§ To do:
1. List the other names for water on the knee that the knee effusion article gives.
2. According to the knee effusion article, what is the fluid that fills the bursa called?
3. Write a continuation of the knee effusion article, picking up after its final sentence.

Knee Effusion: Fluid or Water on the Knee

What is Effusion of the Knee?

Learn about knee effusion fluid on the knee, causes, and treatment

To put it simply, effusion of the knee is the escape of fluid into the tissue. This occurs when excess fluid accumulates in or around the knee joint. A small amount of fluid naturally exists in normal joints, but when a joint is affected by arthritis, for example, abnormal amounts of fluid can build up causing the knee to become swollen around the top, outside and below your knee. 

photo of a horse with knee effusion from arthritis

In the photo above, you can clearly see a horse that is affected by effusion of the knee. A horse's knee functions in a similar way to humans, which explains why the condition on a human looks the same as it does on a horse. This particular horse suffers from arthritis, causing effusion of its knee.

Water on the Knee vs. Bursitis: What's the difference?

It’s unclear what the difference between water on the knee, or effusion, and knee bursitis is, but we’ve uncovered why: they’re both the same thing. There is no difference between water on the knee and knee bursitis.

Knee bursitis is specifically explained as the inflammation of a small fluid-filled sac situated near your knee joint and around the kneecap.  A bursa is the small sac that retains the fluid. The fluid that fills the bursa is called synovial fluid.

Other names for water on the knee:

  1. Effusion
  2. Knee Bursitis
  3. Prepatellar Bursitis
  4. Swelling of the knee

Water on the Knee vs. Swelling of the Knee: What is the difference?

There are two different types of swelling: edema and effusion. Edema is swelling that occurs primarily in the soft tissues of the body. Effusion is swelling or fluid in the joint space. So really, there is no difference between water on the knee and swelling of the knee. Effusion is just a specific type of swelling.

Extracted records
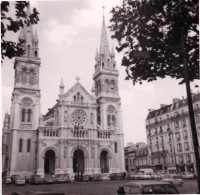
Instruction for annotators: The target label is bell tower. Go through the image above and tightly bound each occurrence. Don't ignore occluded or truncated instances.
[93,16,120,131]
[9,4,41,175]
[93,16,125,172]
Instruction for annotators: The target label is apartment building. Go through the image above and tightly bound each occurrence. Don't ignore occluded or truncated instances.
[124,142,149,173]
[146,92,200,173]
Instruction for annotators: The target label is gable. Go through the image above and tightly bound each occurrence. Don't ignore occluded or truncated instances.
[64,83,93,102]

§ Answers to the exercise:
1.
Effusion
Knee Bursitis
Prepatellar Bursitis
Swelling of the knee

2. It is called synovial fluid.

3.
Symptoms of Effusion:

  • Swelling and redness of the skin
  • Joint stiffness
  • Difficulty straightening leg
  • Pain and tenderness
  • Knee is warm/hot to the touch
  • Fluid build up
  • Knee is large and puffy

What causes fluid on the knee?

The two main causes of effusion of the knee:

  1. Arthritis

    Arthritis is inflammation of one or more of your joints. There are actually over one hundred different forms of arthritis. The symptoms typically include pain, swelling, and stiffness.

  2. Injury to ligament

    An injury to your ligament can occur in many different ways. Ligaments in your knees include the anterior cruciate ligament (ACL), the posterior cruciate ligament (PCL), the lateral collateral ligament (LCL), and the medial collateral ligament (MCL). This can occur while on a run or other strenuous activities. The symptoms typically include pain, a loud pop, swelling, looseness in the joint, and inability to bear weight without pain.

    After any injury, swelling occurs because the body’s natural reaction is to surround the knee with a protective fluid. This is when effusion of the knee occurs.

5 ways to get rid of fluid on the knee:

Because effusion is caused by different conditions, the best treatment process may vary depending on the person.

  1. Home Remedy

    It’s suggested that you use a medical knee brace to help compress the bursa and aid in treatment. Using the R.I.C.E. method can help to reduce swelling and pain in your knee at home. If your knee is not improving after using this method, it is highly suggested that you call your doctor.

    shop knee braces to treat bursitis and knee effusion

  2. Physical Therapy

    A Physical Therapist can advise exercises and fitness activities to strengthen the area that is affected and treat your knee. By keeping your leg strength, you help your knee to be stable and relieve pressure on the joint.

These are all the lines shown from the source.